[Page extract]

We started recording our high scores after we moved to New Hampshire in the late 60s, and quit for some reason in 2004 – probably from embarrassment because we’re not doing as well as we once did. I’ve won more often than she has, because I come up with words like “cenote” and “rhumb” and “vacuous.” But she has a far superior spatial sense and a raptor’s instinct for the sudden pounce, so she has more high game scores than I, including the highest: 463 on January 20, 1998. We probably went to bed grumpy and late that night – grumpy because I hate to lose, and late because, when I’m behind, I take forever to scope out each move. After a while she sometimes asks, “Is it your move or mine?”

In February of 1972 she also scored the highest word – “equalized” –  for 129. You can tell, if you know the game, that she did that without the seven-letter bonus of 50 points. She must have bridged two Double Word Scores, and she had the “q” and “z,” besides. Our younger daughter, Martha, has weighed in on the same record page with a 141-point word – “daydream” – in August of 1980. My calculations show her to have been 11 years old at the time, and I wasn’t there, so I regard that score with skepticism, like the claimed 231-mile-per-hour wind gust on Mount Washington in April of 1934.

The game of Scrabble was invented during the 1940s by an out-of-work architect named Alfred Mosher Butts. He actually went over the front page of The New York Times, counted the number of occurrences of each letter, and used that proportion to decide how many of each to include in the game’s complement of 100, which includes two blanks that can be any letter, but carry no count. After a shaky start, Scrabble finally caught on when a Macy’s executive played it once on a vacation in Maine. It’s gone through several owners and sold many millions of copies.

A continuing problem has been what words are permissible. Proper nouns and contractions are out; that’s easy enough. But dictionaries of varying sizes have complicated matters. Thus there is an official Scrabble dictionary; but because English is such a dynamic language, and because new words are forever becoming acceptable, it must constantly be brought up to date. Mother and I are currently much in need of an update. This can often be a good thing. For years we almost dreaded drawing a “Q” from the pile near the end of a game because without a “U,” we were in trouble. But then “Qi” appeared (“life force” in Chinese medicine and martial arts), and “Q” became a dangerous weapon, especially when it could be used twice, as in an L-shaped pair of “Qis.” I’ve played several times in Appalachian Mountain Club huts where there haven’t been dictionaries to resort to for proof. One of my opponents was so convinced that a word I’d used wasn’t a word that he refused to continue, until I said,”Look. It’s a word; you can trust me. For now, let’s count it. When we get home, we’ll look it up, and if it’s not, I’ll default the game.”

[/Page extract]

List every point value given in the text about Scrabble, with what each one counts. The rows below are separate material and have no connection to the text about Scrabble.

[Stored data]

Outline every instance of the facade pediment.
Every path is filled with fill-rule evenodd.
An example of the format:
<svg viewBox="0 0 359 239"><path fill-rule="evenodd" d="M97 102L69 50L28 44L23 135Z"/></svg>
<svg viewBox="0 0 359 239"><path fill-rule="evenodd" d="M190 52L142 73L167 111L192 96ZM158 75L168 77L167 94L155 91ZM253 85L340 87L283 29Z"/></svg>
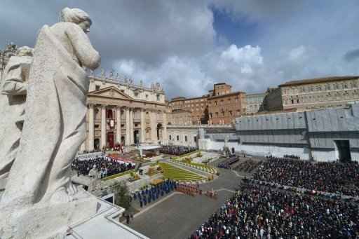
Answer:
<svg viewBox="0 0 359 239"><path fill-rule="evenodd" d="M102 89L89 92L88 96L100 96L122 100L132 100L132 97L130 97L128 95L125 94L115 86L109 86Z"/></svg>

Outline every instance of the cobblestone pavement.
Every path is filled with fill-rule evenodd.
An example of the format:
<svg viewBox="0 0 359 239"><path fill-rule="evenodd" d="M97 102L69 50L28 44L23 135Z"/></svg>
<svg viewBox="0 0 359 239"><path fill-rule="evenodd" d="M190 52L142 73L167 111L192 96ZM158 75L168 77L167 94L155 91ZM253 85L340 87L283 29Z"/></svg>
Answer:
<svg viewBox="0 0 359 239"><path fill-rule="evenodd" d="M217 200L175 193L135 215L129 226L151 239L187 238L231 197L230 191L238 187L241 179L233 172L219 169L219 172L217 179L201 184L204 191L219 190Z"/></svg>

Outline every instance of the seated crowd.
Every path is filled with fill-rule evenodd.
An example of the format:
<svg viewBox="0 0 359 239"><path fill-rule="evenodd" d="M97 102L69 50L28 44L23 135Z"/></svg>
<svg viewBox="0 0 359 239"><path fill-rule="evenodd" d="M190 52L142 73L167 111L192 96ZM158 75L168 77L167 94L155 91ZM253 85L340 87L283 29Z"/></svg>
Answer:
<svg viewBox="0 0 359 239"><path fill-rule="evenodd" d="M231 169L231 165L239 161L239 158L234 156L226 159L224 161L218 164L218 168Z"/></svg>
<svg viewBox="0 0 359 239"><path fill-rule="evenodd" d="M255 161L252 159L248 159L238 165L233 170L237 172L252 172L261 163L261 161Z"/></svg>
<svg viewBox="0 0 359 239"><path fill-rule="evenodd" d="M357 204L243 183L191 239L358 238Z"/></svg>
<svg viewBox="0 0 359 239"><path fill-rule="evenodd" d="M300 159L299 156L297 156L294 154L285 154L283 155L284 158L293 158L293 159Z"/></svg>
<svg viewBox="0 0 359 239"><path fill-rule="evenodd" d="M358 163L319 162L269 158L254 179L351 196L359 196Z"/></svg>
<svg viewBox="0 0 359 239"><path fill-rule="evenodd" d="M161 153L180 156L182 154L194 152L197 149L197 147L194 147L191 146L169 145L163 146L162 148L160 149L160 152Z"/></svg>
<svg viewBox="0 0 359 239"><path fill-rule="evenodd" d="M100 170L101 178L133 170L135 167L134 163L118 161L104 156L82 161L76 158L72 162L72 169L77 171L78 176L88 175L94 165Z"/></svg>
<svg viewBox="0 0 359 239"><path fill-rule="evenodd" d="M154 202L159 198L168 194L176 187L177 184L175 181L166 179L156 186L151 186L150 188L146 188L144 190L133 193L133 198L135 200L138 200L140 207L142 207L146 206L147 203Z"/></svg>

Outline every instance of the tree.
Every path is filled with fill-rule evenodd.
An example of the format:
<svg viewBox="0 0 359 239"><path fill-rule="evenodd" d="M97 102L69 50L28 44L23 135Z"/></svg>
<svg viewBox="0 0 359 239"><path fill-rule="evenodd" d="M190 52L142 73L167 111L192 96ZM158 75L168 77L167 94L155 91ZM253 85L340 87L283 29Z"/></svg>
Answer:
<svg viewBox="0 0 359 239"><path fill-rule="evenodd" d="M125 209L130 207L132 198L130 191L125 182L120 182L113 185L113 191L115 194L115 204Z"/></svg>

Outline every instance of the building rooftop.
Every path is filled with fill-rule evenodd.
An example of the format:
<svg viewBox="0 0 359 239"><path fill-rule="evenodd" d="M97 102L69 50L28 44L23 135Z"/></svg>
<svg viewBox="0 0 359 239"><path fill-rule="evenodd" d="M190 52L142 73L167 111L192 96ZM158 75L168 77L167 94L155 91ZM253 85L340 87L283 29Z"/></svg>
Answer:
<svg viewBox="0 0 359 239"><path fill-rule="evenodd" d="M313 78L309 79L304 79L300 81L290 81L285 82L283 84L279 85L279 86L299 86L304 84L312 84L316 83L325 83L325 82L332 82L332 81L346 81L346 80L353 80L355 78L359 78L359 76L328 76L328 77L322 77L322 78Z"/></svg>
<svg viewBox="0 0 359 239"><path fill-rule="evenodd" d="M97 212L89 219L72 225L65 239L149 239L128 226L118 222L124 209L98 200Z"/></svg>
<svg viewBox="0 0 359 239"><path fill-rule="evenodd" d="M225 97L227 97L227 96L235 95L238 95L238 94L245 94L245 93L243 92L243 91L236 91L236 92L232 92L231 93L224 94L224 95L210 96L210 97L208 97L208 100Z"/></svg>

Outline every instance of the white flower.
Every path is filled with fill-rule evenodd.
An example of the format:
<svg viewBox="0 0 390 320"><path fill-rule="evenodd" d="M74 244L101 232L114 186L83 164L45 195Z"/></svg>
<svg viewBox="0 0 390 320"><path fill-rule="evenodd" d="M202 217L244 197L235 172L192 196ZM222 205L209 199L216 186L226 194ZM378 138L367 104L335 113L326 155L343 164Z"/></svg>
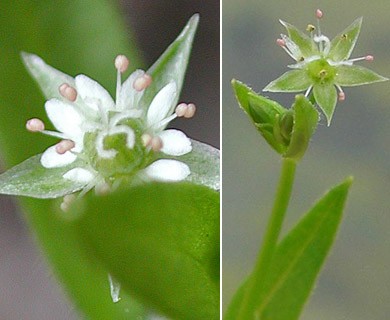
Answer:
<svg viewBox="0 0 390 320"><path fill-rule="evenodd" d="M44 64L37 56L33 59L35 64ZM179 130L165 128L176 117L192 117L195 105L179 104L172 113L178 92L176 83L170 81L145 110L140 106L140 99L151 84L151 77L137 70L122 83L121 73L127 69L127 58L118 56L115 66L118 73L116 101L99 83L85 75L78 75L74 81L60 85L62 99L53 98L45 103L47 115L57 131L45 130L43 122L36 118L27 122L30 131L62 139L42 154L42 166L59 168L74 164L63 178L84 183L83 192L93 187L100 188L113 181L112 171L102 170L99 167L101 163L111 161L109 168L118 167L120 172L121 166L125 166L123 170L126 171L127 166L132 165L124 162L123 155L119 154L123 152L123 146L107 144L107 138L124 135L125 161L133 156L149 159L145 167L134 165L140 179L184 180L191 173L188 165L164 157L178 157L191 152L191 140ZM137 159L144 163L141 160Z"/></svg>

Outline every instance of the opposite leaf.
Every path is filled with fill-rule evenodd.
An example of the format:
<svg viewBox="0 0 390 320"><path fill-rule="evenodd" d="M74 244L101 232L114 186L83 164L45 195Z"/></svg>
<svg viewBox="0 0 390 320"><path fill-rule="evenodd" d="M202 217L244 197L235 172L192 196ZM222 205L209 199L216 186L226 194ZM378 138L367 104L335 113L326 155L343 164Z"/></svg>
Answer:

[/Stored data]

_Answer to this exercise_
- 463: the highest game score, made on January 20, 1998
- 129: the highest word, "equalized," in February of 1972
- 50: the seven-letter bonus
- 141: the word "daydream," in August of 1980